* Task description
Reprint every line of the data, keeping each character intact.

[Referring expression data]
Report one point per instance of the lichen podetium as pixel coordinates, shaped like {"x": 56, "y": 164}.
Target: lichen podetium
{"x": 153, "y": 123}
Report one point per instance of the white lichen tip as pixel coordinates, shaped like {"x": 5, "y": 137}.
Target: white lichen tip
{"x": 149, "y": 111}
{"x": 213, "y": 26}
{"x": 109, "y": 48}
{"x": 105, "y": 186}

* Written solution
Report one point per instance of the lichen podetium as pixel coordinates, shaped like {"x": 56, "y": 164}.
Target: lichen podetium
{"x": 153, "y": 123}
Report one point per instance of the white lichen tip as pixel coordinates, shaped like {"x": 5, "y": 137}.
Target: white lichen tip
{"x": 149, "y": 111}
{"x": 213, "y": 26}
{"x": 109, "y": 48}
{"x": 105, "y": 186}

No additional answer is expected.